# [Set problem 1]
In the forum post about teaching from other teachers' planning, what does the poster say you get that should be used for preparation and marking?
# [Set problem 2]
For each statement, answer yes or no to whether it agrees with the forum post about teaching from other teachers' planning, and quote the words of the post that decide it. (a) The poster finds it easier to follow someone else's planning than your own. (b) The poster has received planning that did not match the resources it referred to. (c) The poster lists music as one of the approaches you can take.
# [Set problem 3]
Continue the forum post about teaching from other teachers' planning, picking up right after its final sentence.

# [Text passage]
[start]

Discussion in 'Primary' started by becktonboy, Nov 8, 2011.

  1. becktonboy

    becktonboy New commenter

    It is more satisfying if you can take a particular subject/area - you will then have to assist the teacher when assessing/reporting on it. If you have a particular strength, use it: if teachers tell you they want certain objectives addressed you can still take your own approach (music, art, drama, ICT etc). If you are presented with planning remember it is MUCH easier to follow your own planning and use your own resources
    than trying to follow someone else's - especially if they knew that
    they would not be the one teaching with them. I have been presented with resources marked Low/Middle/High and recorded
    as such but then discovered working groups called a variety of names,
    none of which appear on planning. I have also been given planning that
    didn't make sense or match the resources alluded to. You get PPA too and you should make use of it for this kind of preparation and marking.
    Don't let teachers be lazy - if they want something specific taught in a certain way,
    ensure the means are there to teach it, the objectives are clear, the
    school/class has the necessary resources, the classroom is properly equipped,
    routines / groupings are explained etc.

[end]

# [Items]
[start]

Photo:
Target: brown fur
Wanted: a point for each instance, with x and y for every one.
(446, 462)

[end]
[start]

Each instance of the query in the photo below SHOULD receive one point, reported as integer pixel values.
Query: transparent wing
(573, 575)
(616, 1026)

[end]
[start]

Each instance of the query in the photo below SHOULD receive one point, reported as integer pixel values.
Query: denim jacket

[end]

# [Exercise answer 1]
PPA

# [Exercise answer 2]
(a) No: "it is MUCH easier to follow your own planning and use your own resources than trying to follow someone else's"
(b) Yes: "I have also been given planning that didn't make sense or match the resources alluded to."
(c) Yes: "(music, art, drama, ICT etc)"

# [Exercise answer 3]
    A simple instruction like 'children to record on whiteboards' can take up 10 minutes of a lesson as you discover half the pens don't work, children endlessly negotiate who gives what out or they don't know where things are - later you discover it should have been paired writing or that a particular child should have had a particular task and they are now weeping in the corner....
    TAs work with the class, not a teacher, when you are with a class, the TA should be there - not 'helping' the class teacher on PPA - unless you say so.
    Don't make changes to people's classrooms, make suggestions or requests - it's the professional way to do it.
  2. I covered PPA for a year in my large Primary School at my own request; I'd wanted to ensure quality PE was delivered across the board - so that is what I offered and achieved,but I also provided subsidiary non core subjects where I could offer strengths that my colleagues might suffer from less confidence(e.g. ICT, D & T). So I would recommend, as has been suggested, push your specialist field in the first instance but ask the teacher whether there is a field you could do something they are less comfortable delivering so that everyone ends up happy. Dog wags tail,not vice versa.
  3. upsadaisy

    upsadaisy New commenter

    I agree try to see if you could take a subject area across the school? P.E., Music, French(MFL),
  4. Becton boy will i get ppa if i work only 3 days?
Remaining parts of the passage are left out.